What we’re reading about in these specific verses is God’s renewal of His covenant with Israel. God directs Moses to re-write the stone tablets (that Moses had destroyed in his anger at the golden calf). And presumably the 40 days and 40 nights encompasses all the time that Moses spends in God’s presence, receiving the renewed covenant. And during this time, Moses fasted.
So what I want to suggest is that this fasting was Moses’ time of listening to, waiting for (so to speak), and simply attending to God. It wasn’t a matter of guidance, and it wasn’t a matter of repentance, although I think it entailed those things. Moses was simply being in and receiving God’s presence.
So what we’ve surveyed – very quickly – are three stories that reveal three different purposes for fasting in the bible. Again, there are many more mentions of fasting, and more reasons for fasting given in scripture.
So what does all of this have to do with the overarching theme for this sermon series? Well, what I want to suggest – and this may be obvious (or at least I hope it is) – is that in fasting, whatever our immediate motivation, fundamentally we are turning ourselves over to the grace and mercy of God. In fasting, we are turning ourselves over to the sovereignty of God.
To make a little more sense of this, I want to remind us of the conversation we had about humanism. Humanism, in a nutshell, is the belief or philosophy that human beings have the ability and potential to achieve all of the good that we need. And humanism, as we discussed, is pervasive in (especially) western culture. As we also mentioned, humanism is also (in my opinion) pervasive in western Christian culture – maybe especially in how we think of and do ministry.
There was a scene in an episode of Star Trek: TNG that reminds me of this general truth. I don’t know how many people have watched Star Trek: TNG, but there was a recurring character in the series known simply as Q. Q was a member of a race of beings (also called Q) that was essentially all-powerful. The Q could do anything, materialize anything, cause things to happen, travel through and change time, etc. One particular Q, again by the name of Q, interacted with the crew of the Enterprise on a regular basis.

_Dataset rows_:
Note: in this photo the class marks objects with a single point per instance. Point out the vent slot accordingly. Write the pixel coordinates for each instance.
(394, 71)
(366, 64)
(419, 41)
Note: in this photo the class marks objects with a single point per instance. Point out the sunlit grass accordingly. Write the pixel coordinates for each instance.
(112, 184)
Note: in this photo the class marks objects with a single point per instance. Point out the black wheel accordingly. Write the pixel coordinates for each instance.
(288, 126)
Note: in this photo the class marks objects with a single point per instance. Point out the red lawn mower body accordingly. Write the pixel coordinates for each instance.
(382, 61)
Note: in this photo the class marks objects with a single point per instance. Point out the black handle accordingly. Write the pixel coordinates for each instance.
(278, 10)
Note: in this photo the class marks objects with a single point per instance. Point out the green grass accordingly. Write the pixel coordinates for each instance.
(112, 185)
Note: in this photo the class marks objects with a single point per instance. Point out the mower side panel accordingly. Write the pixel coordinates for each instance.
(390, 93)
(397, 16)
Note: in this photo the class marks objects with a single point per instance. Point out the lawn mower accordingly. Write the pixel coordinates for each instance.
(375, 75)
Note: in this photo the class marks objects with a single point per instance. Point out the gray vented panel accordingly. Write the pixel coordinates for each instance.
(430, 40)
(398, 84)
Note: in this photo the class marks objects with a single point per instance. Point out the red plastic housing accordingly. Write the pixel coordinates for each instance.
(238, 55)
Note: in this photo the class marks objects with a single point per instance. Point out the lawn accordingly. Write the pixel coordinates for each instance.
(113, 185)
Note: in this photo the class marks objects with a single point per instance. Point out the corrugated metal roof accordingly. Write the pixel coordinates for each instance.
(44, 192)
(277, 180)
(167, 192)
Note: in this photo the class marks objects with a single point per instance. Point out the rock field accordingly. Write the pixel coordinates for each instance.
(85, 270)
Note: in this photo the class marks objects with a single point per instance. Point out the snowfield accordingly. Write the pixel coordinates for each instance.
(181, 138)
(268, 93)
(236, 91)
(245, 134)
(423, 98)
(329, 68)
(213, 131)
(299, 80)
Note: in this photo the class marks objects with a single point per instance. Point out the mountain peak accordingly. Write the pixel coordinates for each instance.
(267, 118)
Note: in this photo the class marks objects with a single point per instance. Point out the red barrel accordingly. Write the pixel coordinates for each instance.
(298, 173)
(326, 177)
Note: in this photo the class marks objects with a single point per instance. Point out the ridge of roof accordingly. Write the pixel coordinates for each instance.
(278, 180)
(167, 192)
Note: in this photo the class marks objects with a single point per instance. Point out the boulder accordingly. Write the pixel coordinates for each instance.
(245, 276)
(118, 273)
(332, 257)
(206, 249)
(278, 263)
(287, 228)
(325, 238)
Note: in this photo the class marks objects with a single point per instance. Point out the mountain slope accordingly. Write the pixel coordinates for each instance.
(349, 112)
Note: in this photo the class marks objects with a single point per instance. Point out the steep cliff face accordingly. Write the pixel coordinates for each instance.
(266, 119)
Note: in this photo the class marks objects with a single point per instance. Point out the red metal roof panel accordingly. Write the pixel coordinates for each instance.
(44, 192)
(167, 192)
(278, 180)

_Problems to work on_:
A. Answer these about the sermon excerpt:
(i) What did Moses do during the 40 days and 40 nights?
(ii) How does the sermon excerpt define humanism?
(iii) What was the recurring character in Star Trek: TNG known as?
B. Reproduce the stretch of the sermon excerpt from "So what I want" through "given in scripture.".
Base every answer on the sermon excerpt alone.

_Problem solutions_:
A.
(i) He fasted.
(ii) It is the belief or philosophy that human beings have the ability and potential to achieve all of the good that we need.
(iii) Q.

B.
So what I want to suggest is that this fasting was Moses’ time of listening to, waiting for (so to speak), and simply attending to God. It wasn’t a matter of guidance, and it wasn’t a matter of repentance, although I think it entailed those things. Moses was simply being in and receiving God’s presence.
So what we’ve surveyed – very quickly – are three stories that reveal three different purposes for fasting in the bible. Again, there are many more mentions of fasting, and more reasons for fasting given in scripture.